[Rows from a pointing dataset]
________
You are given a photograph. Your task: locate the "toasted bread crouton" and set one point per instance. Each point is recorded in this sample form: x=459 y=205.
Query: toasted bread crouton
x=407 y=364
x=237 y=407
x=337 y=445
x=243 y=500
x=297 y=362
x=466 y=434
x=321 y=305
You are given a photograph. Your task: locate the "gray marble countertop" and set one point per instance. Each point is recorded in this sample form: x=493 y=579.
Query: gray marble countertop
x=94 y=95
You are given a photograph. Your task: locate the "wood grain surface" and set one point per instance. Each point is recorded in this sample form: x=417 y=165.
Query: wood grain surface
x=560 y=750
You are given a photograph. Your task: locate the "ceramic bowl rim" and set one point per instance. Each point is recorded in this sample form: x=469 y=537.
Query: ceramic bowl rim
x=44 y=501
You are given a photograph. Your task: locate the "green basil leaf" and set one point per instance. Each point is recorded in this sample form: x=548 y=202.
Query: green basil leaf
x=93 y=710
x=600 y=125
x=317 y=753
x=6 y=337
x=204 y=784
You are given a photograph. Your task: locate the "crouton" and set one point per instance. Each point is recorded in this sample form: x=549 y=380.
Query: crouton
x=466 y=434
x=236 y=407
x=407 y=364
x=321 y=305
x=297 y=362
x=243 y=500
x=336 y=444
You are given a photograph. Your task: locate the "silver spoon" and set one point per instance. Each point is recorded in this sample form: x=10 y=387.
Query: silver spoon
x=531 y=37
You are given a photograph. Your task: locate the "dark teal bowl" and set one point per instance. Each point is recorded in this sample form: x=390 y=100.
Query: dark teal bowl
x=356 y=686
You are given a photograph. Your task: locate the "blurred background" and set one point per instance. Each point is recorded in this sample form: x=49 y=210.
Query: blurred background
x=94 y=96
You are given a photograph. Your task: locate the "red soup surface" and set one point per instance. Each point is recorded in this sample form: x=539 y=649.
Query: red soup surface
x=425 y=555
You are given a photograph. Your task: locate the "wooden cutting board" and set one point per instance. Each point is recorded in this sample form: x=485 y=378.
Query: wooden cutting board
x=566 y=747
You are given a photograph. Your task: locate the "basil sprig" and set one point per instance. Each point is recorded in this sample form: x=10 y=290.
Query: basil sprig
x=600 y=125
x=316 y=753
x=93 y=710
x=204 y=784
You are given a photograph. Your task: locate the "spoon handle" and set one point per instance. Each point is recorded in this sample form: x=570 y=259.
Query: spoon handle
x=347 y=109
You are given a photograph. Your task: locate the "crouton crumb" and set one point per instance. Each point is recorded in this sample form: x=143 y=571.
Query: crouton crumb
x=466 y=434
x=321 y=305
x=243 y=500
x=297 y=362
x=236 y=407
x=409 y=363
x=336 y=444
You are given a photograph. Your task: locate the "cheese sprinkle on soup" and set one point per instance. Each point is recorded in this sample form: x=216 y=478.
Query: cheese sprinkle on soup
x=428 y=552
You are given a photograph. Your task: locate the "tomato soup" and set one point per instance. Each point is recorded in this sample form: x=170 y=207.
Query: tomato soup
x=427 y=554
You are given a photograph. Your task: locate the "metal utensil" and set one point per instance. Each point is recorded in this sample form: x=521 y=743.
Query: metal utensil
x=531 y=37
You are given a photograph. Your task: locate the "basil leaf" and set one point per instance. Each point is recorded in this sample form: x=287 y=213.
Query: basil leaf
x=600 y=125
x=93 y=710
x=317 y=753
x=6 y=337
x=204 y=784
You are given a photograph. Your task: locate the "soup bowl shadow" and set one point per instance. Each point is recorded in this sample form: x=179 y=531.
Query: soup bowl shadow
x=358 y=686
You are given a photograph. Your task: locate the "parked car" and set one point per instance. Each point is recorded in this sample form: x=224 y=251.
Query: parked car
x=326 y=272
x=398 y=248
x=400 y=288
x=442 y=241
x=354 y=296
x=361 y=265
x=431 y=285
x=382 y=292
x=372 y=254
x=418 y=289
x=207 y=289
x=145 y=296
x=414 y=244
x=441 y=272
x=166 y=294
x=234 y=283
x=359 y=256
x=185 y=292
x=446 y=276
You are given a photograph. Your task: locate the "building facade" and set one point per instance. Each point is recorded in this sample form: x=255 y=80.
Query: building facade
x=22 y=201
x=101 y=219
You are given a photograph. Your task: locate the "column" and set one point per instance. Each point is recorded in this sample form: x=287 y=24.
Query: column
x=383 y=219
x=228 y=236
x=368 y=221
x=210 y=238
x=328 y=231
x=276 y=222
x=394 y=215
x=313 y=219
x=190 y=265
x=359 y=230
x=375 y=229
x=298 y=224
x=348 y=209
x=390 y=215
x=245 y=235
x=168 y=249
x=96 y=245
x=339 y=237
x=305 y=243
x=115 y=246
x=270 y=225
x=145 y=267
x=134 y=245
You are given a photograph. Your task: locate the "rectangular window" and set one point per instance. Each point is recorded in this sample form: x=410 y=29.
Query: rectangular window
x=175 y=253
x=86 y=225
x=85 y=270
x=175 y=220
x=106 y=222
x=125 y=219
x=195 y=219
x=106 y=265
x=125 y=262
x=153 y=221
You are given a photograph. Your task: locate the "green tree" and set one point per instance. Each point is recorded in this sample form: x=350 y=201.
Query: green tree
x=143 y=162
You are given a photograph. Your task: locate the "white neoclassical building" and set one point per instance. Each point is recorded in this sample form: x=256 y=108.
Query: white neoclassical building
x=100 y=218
________
Exercise: Output the material from the line containing "form: x=216 y=478." through the line containing "x=446 y=276" as a numbered list, omitting any blank lines.

Task response:
1. You are given a photograph. Your task: locate the "cheese sprinkle on soup" and set one point per instance. Each point is recorded in this sample form: x=216 y=478.
2. Query: cheese sprinkle on soup
3. x=428 y=552
4. You are given a photograph. Your task: locate the "tomato soup" and set one point per instance. Each point is recorded in this sample form: x=170 y=207.
5. Query: tomato soup
6. x=427 y=554
7. You are given a photograph. Your task: locate the "metal utensil" and set one point per instance. Each point is recorded in this sample form: x=521 y=743.
8. Query: metal utensil
9. x=531 y=37
10. You are given a photograph. Your task: locate the "basil leaf" and set one point per instance. Each point is recorded in this sample form: x=287 y=213.
11. Query: basil leaf
12. x=600 y=125
13. x=93 y=710
14. x=317 y=753
15. x=6 y=337
16. x=204 y=784
17. You are given a photograph. Your task: locate the "soup bowl shadow" and set one point per instance. Each point is recorded in this sample form: x=179 y=531.
18. Query: soup bowl shadow
19. x=358 y=686
20. You are given a photograph. Your task: locate the "parked car" and set one point per instance. Each point is recorded in this sample form: x=224 y=251.
21. Query: parked car
22. x=326 y=272
23. x=398 y=248
24. x=400 y=288
25. x=442 y=241
26. x=354 y=296
27. x=361 y=265
28. x=431 y=285
29. x=382 y=292
30. x=372 y=254
31. x=418 y=289
32. x=207 y=289
33. x=145 y=296
34. x=414 y=244
35. x=441 y=272
36. x=166 y=294
37. x=234 y=283
38. x=359 y=256
39. x=185 y=292
40. x=446 y=276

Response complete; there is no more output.